> _What the exercise asks_:
Which lines hold the string "wall"? Copy each of them from the material below.
==============================
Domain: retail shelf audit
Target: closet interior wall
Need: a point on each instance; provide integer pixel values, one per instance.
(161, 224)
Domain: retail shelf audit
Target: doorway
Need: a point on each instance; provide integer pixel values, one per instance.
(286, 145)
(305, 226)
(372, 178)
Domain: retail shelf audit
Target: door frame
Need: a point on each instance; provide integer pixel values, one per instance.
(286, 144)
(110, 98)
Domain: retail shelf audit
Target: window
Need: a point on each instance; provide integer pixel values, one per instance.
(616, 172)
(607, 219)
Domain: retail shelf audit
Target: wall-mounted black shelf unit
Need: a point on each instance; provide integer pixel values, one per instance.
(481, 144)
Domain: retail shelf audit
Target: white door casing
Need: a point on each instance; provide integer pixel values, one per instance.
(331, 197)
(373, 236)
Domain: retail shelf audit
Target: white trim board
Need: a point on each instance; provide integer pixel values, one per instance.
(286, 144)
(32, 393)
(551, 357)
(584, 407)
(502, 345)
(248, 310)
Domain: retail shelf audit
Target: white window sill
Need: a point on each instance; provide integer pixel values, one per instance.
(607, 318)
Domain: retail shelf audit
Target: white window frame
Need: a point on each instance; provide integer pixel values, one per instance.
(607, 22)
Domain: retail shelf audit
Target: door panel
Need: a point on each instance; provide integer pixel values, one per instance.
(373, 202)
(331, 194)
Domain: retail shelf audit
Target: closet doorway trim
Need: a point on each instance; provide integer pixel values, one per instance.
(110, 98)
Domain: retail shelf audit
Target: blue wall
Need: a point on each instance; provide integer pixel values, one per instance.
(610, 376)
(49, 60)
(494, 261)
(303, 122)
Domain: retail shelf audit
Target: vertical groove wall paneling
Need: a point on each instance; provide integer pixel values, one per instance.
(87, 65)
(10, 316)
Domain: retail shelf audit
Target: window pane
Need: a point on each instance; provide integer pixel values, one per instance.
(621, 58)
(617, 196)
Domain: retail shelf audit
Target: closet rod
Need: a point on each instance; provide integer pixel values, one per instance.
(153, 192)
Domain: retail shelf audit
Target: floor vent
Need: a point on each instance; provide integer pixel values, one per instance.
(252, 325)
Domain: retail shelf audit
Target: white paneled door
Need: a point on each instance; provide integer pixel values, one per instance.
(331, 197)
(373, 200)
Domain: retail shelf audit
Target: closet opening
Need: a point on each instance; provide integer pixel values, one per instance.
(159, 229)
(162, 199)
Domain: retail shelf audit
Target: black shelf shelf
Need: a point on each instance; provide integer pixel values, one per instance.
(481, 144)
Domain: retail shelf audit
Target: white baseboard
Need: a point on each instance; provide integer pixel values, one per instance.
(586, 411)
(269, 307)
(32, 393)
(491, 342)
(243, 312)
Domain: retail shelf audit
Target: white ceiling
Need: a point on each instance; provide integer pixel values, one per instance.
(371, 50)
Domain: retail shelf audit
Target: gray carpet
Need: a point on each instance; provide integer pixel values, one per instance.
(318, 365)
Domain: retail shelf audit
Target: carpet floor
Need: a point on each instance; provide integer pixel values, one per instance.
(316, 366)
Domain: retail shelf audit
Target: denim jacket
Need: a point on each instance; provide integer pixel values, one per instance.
==============================
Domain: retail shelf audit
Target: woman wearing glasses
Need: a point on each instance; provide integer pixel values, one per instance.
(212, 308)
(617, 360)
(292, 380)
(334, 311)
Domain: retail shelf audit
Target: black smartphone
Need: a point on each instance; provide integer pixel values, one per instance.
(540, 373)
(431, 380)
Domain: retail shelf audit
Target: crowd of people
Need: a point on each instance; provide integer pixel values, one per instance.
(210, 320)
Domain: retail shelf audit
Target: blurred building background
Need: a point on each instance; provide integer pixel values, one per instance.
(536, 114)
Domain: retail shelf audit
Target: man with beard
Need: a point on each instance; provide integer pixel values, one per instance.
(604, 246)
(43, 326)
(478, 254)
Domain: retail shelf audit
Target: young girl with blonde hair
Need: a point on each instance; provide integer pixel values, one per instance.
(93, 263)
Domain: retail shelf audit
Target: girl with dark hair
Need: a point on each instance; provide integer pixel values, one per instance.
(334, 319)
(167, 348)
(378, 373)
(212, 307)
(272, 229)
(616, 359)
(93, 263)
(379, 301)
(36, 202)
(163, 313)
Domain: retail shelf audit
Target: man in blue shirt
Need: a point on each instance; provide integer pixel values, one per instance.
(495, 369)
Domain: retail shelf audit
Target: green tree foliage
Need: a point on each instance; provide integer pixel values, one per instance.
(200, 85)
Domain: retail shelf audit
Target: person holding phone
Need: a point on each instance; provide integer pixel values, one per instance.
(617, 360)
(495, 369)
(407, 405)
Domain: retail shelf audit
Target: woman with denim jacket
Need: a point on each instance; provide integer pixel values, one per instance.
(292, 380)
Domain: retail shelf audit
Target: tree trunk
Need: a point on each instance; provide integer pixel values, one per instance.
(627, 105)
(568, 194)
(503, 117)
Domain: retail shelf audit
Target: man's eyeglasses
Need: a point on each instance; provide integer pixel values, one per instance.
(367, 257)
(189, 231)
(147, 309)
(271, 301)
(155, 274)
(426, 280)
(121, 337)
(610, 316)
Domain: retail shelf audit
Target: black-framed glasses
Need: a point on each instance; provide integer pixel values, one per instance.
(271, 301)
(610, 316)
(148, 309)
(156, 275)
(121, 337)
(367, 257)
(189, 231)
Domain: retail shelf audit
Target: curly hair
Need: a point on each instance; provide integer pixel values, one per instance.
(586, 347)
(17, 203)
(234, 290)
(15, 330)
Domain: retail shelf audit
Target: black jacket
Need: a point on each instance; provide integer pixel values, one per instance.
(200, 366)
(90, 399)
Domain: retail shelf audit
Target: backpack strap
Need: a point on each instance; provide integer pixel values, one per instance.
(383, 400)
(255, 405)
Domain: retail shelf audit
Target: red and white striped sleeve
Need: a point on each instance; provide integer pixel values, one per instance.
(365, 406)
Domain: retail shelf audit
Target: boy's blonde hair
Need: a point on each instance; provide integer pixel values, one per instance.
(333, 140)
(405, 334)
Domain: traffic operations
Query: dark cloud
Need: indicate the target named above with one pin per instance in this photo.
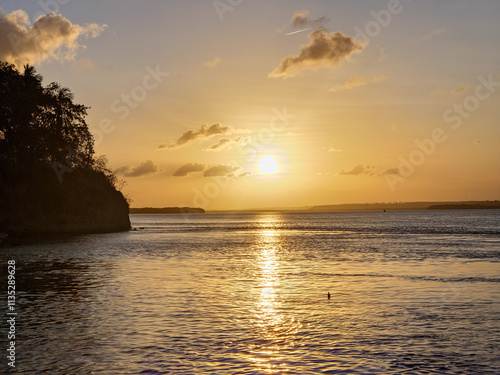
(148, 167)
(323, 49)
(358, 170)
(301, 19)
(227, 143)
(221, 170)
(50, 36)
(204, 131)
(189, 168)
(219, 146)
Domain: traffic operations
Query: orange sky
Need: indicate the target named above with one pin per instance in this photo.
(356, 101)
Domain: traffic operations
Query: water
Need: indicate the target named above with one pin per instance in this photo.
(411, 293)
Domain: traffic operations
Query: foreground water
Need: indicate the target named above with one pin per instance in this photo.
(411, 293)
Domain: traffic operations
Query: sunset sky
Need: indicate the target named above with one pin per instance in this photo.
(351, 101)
==============================
> _Solution to this exercise_:
Target: closet interior wall
Target: wall-mounted black shelf unit
Target: blue wall
Target: vertical groove wall paneling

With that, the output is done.